▶ Excerpt to read
• • • • •

You have no doubt read the other answers by now. If and only if you
aren't happy with any of them, read on.

I generally prefer to write a function that does exactly what's
required, rather than pick one particular library function for general
use. And you need to establish exactly what's required. In this case,
the key point at issue is, I think, whether it's okay to discard data if
there's too much.

If losing data is acceptable, you can do this:

#include <string.h>

/* Copy As Much Of String As Possible (camosap) */
/* target: destination string */
/* maxlen: amount of storage allocated for string, inc null */
/* source: place from which to copy data */
/* return: 1 if truncated, else 0 */

int camosap(char *target, size_t maxlen, char *source)
{
int truncated = 0;
size_t len = strlen(source);
if(len >= maxlen)
{
/* if the strings are guaranteed not to overlap, you
can use memcpy instead of memmove */
memmove(target, source, len);
target[len] = '\0';
truncated = 1;
}
else
{
strcpy(target, source);
}
return truncated;
}

If losing data is unacceptable, then you can make sure there's enough by
allocating it yourself:

#include <stdlib.h>
#include <string.h>

char *dupstring(const char *source)
{
size_t len = strlen(source) + 1;
char *new = malloc(len);
if(new != NULL)
{
memcpy(new, source, len);
}
return new;
}

but then you take on responsibility for ensuring (as far too many sloppy
programmers do not ensure) that the allocation was successful, and of
course you have to free() it when you've finished with it.

--
Richard Heathfield
Email: rjh at cpax dot org dot uk
"Usenet is a strange place" - dmr 29 July 1999
Sig line 4 vacant - apply within

Ben Bacarisse

unread,
Sep 2, 2016, 9:24:46 AM9/2/16
to
Richard Heathfield <r...@cpax.org.uk> writes:

> On 02/09/16 02:50, will hunt wrote:
>> should I use strncpy or snprintf, and why?
<snip>
> If losing data is acceptable, you can do this:
>
> #include <string.h>
>
> /* Copy As Much Of String As Possible (camosap) */
> /* target: destination string */
> /* maxlen: amount of storage allocated for string, inc null */
> /* source: place from which to copy data */
> /* return: 1 if truncated, else 0 */
>
> int camosap(char *target, size_t maxlen, char *source)
> {
> int truncated = 0;
> size_t len = strlen(source);
> if(len >= maxlen)

• • • • •

▶ Records excerpted from a collection
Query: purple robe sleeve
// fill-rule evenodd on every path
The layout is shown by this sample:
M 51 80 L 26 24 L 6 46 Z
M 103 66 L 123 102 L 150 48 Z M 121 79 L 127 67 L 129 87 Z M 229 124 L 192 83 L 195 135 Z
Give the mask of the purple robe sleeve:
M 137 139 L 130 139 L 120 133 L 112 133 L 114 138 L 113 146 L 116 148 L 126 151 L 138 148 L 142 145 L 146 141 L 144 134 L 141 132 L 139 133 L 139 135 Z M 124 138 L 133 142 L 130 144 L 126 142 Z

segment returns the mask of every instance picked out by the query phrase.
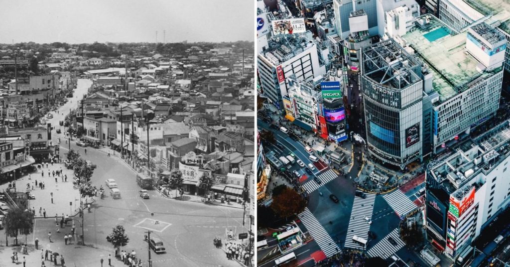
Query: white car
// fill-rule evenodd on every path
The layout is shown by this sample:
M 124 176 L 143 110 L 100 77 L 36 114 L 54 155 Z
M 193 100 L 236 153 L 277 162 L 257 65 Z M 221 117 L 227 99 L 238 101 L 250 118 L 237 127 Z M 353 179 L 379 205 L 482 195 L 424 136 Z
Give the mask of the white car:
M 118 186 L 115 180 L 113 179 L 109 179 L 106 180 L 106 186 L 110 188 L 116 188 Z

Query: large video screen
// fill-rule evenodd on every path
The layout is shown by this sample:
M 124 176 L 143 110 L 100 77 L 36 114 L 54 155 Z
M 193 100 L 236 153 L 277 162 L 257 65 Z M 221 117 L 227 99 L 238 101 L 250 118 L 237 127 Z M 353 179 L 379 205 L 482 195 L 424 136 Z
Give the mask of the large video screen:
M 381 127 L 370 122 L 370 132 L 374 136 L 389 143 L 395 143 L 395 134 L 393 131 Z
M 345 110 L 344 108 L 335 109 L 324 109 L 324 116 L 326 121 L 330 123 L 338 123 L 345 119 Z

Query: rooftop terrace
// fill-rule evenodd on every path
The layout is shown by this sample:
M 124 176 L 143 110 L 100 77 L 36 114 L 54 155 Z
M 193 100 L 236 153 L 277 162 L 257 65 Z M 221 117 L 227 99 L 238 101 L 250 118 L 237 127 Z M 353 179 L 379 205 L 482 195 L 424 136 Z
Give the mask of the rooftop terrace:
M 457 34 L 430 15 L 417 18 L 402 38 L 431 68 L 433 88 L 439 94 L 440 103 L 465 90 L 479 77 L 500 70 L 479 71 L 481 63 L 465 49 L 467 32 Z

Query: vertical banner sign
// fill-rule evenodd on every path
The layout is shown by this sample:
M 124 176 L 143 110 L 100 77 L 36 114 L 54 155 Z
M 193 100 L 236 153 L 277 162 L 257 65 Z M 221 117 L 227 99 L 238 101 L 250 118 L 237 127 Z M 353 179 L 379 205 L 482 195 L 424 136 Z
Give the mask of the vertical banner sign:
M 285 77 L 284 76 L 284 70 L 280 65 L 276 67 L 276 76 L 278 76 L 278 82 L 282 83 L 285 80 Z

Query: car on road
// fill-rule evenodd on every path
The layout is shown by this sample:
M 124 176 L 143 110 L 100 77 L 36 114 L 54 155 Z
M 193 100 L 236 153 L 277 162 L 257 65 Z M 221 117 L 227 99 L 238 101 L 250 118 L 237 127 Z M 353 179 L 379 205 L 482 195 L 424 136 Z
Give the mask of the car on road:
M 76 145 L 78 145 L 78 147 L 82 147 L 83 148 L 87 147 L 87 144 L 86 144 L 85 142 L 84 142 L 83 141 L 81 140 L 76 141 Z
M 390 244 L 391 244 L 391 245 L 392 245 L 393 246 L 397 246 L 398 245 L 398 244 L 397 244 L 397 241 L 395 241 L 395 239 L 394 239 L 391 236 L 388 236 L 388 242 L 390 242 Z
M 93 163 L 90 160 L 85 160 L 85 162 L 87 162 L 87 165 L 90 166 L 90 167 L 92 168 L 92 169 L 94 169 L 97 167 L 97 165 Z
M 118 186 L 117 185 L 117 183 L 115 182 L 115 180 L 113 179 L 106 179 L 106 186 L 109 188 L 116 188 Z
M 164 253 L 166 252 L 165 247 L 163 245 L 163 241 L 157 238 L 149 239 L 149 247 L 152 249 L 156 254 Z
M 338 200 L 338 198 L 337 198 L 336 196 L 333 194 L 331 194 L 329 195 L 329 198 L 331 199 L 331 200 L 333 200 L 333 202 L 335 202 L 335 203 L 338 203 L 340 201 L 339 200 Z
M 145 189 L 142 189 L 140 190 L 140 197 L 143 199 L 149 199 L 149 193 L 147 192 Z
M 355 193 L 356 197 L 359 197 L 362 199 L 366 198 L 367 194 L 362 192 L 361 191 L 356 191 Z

• • • • •

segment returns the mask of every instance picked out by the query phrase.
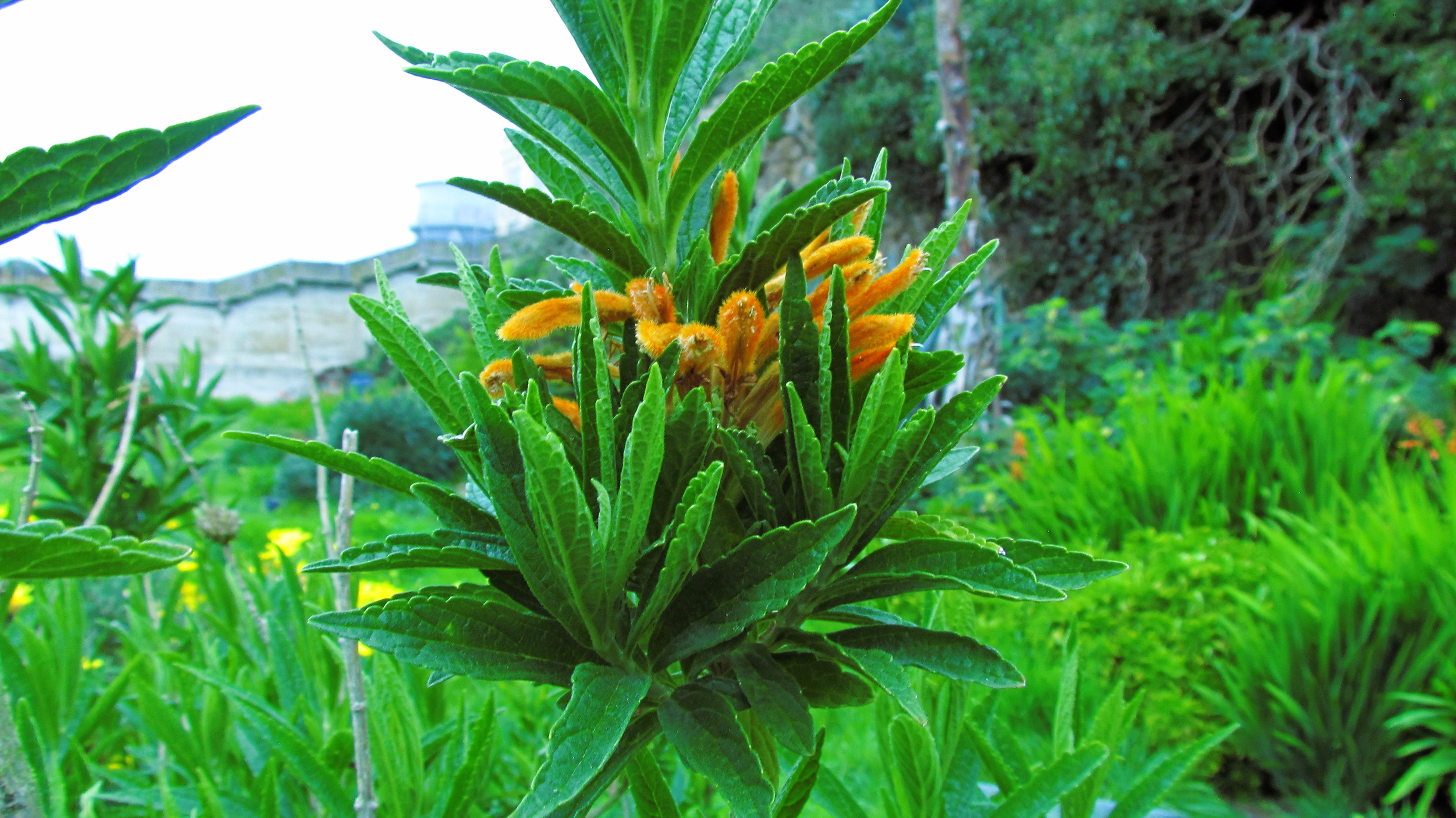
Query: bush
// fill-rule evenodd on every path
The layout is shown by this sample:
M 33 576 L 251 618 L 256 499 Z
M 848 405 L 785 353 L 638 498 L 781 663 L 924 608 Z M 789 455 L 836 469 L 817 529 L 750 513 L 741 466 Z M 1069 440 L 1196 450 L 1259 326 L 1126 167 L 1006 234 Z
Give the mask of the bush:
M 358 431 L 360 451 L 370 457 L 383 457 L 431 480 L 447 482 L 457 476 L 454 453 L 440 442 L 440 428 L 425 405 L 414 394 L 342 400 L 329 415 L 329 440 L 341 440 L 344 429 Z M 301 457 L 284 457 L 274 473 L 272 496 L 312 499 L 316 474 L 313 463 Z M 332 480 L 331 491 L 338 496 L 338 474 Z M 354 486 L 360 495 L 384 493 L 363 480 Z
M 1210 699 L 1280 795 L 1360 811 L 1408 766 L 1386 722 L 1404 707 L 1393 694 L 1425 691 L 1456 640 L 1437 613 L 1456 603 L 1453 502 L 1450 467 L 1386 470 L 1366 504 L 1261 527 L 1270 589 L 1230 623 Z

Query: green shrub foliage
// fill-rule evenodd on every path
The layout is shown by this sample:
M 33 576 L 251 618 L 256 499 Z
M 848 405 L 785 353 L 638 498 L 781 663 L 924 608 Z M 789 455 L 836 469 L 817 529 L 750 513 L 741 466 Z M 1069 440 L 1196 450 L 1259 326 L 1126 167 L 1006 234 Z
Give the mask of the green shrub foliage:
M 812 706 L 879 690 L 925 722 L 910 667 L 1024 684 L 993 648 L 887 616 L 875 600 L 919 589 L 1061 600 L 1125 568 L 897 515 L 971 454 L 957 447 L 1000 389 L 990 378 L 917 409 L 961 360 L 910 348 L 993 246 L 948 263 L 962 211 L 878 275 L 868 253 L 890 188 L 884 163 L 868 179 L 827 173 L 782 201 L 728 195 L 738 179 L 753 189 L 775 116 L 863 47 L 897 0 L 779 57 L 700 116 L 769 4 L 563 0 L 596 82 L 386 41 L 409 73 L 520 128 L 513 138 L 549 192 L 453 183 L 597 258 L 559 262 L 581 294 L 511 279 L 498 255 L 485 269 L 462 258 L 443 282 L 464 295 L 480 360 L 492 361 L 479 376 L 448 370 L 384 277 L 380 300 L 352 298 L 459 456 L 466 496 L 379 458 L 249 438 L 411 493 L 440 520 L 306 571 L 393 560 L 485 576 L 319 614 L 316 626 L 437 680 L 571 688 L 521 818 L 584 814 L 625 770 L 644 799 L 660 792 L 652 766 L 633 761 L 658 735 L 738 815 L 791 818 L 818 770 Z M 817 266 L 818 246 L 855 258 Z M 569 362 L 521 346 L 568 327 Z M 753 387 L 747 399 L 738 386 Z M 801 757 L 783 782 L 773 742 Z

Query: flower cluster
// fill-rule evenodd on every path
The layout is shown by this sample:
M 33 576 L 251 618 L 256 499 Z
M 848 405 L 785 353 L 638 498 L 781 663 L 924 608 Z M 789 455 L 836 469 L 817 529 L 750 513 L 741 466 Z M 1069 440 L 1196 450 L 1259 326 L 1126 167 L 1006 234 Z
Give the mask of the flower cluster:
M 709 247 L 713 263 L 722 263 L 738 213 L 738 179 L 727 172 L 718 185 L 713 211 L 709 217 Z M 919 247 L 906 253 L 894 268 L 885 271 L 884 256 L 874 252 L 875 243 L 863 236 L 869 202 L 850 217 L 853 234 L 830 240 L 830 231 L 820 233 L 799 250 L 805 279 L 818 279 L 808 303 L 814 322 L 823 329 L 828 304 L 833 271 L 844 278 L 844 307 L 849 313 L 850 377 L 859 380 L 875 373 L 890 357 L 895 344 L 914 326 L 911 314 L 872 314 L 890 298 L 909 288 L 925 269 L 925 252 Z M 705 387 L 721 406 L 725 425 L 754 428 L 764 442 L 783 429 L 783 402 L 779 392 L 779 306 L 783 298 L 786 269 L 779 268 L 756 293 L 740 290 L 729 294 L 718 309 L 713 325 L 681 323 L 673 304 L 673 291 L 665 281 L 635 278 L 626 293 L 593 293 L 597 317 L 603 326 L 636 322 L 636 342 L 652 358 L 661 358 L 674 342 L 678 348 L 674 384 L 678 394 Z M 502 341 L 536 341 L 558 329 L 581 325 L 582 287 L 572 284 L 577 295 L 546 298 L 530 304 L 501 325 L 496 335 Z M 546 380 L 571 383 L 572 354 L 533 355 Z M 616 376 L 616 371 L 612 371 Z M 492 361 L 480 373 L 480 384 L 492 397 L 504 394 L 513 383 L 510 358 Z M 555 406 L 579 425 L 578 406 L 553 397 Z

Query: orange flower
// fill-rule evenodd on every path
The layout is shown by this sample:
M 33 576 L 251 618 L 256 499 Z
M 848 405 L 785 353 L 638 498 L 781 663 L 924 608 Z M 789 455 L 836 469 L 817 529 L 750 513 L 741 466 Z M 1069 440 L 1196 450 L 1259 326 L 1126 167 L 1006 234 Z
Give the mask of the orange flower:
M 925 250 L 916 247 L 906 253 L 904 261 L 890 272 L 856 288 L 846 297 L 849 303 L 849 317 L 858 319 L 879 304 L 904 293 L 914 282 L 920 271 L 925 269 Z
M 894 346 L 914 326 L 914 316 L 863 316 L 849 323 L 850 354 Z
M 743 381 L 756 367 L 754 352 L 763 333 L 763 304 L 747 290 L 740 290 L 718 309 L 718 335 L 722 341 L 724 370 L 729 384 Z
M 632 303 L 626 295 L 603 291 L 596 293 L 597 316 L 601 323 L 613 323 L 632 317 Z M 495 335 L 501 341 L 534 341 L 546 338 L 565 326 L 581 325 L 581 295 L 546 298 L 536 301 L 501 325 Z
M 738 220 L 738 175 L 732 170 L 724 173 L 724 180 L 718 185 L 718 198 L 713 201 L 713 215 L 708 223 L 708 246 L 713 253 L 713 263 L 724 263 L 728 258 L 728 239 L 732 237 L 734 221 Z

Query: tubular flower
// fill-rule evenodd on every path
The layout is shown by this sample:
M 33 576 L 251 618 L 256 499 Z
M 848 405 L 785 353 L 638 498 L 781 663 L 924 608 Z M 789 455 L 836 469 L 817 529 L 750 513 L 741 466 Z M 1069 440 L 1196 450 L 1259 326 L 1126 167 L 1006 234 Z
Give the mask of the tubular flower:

• • • • •

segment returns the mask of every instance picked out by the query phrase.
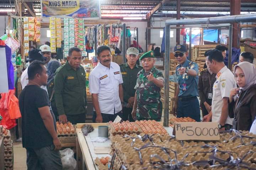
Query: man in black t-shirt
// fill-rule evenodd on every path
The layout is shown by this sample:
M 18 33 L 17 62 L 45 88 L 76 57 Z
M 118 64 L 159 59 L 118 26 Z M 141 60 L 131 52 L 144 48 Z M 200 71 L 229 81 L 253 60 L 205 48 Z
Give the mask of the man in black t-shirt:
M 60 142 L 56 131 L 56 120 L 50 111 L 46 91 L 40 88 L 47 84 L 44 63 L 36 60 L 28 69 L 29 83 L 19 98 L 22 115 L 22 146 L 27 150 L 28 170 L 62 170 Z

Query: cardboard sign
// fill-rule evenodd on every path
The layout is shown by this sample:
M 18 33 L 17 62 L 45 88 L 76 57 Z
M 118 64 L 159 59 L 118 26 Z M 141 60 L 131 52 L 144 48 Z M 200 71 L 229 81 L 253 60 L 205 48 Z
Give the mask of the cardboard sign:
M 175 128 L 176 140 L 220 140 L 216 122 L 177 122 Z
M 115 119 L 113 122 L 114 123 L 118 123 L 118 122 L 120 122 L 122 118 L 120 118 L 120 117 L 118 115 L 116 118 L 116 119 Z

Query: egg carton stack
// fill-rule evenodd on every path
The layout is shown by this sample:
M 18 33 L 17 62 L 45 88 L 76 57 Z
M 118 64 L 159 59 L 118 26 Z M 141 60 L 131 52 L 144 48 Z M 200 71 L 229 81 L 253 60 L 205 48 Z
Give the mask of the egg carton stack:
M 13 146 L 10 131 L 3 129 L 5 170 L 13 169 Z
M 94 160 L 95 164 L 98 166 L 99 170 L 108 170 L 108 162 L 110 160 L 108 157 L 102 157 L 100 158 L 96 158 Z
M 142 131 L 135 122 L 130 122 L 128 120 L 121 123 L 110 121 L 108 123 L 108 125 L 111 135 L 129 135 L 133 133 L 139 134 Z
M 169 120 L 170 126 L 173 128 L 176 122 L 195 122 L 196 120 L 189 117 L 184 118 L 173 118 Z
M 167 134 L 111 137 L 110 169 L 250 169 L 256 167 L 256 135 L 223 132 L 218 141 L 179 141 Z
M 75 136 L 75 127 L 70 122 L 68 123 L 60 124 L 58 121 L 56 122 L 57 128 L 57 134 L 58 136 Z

• • • • •

▶ Tasks to perform
A: According to the forum excerpt, what two things must a programmer take responsibility for when using dupstring to allocate the copy?
B: Please copy the forum excerpt word for word from "If losing data is unacceptable, then" to "char *dupstring(const char *source)".

▶ Worked answers
A: Ensuring that the allocation was successful, and freeing it with free() once finished with it.

B:
If losing data is unacceptable, then you can make sure there's enough by
allocating it yourself:

#include <stdlib.h>
#include <string.h>

char *dupstring(const char *source)